Exercise: Copy out every record below with complete accuracy.

Data entries:
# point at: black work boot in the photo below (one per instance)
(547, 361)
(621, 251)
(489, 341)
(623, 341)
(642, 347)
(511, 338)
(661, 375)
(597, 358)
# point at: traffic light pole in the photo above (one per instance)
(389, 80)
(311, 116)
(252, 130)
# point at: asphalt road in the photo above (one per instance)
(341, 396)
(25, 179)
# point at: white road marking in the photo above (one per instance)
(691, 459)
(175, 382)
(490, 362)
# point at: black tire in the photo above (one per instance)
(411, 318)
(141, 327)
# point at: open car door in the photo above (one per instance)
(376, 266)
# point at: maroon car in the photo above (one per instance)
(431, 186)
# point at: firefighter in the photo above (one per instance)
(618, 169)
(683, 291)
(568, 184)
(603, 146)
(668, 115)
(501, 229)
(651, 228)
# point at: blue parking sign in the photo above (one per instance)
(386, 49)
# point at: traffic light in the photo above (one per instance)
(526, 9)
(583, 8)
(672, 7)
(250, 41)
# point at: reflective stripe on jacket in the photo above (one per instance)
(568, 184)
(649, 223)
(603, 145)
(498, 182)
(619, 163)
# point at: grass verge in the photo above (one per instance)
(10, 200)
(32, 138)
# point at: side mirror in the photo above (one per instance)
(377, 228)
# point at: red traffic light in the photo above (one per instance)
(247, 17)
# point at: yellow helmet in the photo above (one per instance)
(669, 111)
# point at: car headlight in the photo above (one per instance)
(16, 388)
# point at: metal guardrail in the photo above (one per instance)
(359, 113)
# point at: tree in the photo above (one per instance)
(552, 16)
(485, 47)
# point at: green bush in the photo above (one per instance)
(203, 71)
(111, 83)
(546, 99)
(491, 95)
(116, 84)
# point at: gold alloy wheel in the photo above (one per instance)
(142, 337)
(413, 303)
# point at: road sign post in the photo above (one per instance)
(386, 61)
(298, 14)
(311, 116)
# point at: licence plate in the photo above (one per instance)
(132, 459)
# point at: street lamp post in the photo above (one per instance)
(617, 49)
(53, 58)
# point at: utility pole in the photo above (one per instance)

Full answer:
# point at: black work boot in the photo below (one per instance)
(547, 361)
(621, 251)
(489, 341)
(623, 341)
(642, 347)
(511, 338)
(661, 375)
(597, 358)
# point at: traffic light pole in the photo above (one per instance)
(389, 80)
(311, 116)
(252, 130)
# point at: asphalt road in the photo above (one per instance)
(341, 396)
(25, 179)
# point at: white road marking in the photo above (one per instance)
(691, 459)
(175, 382)
(490, 362)
# point at: black tire in the photo above (one per instance)
(411, 318)
(141, 327)
# point at: open car door in the photo above (one per instance)
(376, 266)
# point at: maroon car in the photo above (one per instance)
(431, 186)
# point at: firefighter in the photo above (one per instance)
(618, 169)
(683, 291)
(568, 184)
(603, 146)
(668, 115)
(501, 229)
(651, 228)
# point at: blue parking sign in the photo above (one per instance)
(386, 49)
# point at: traffic light in the photo above (one per instance)
(526, 9)
(583, 8)
(672, 7)
(250, 41)
# point at: reflective stripe on jacket in the photo above (one per instance)
(568, 184)
(649, 223)
(603, 145)
(498, 182)
(619, 163)
# point at: grass verge in the photo above (one per instance)
(10, 200)
(32, 138)
# point at: side mirror in the photo above (one per instance)
(377, 228)
# point at: red traffic light in the photo above (one per instance)
(247, 17)
# point at: yellow helmet in the photo above (one per instance)
(669, 111)
# point at: car headlight in the photo above (one per instance)
(16, 388)
# point at: metal guardrail in the photo above (one per instance)
(359, 113)
# point at: tree in the photo above (one per instance)
(552, 16)
(485, 47)
# point at: green bush in the photo above (one per instance)
(203, 71)
(111, 83)
(546, 99)
(491, 95)
(116, 84)
# point at: gold alloy wheel in the photo above (one per instance)
(142, 337)
(413, 303)
# point at: road sign post in the photo above (one per instance)
(386, 61)
(298, 14)
(311, 116)
# point at: licence plate in the photo above (one per instance)
(132, 459)
# point at: street lamp post in the photo above (one per instance)
(617, 49)
(53, 58)
# point at: utility pole in the photo above (one per instance)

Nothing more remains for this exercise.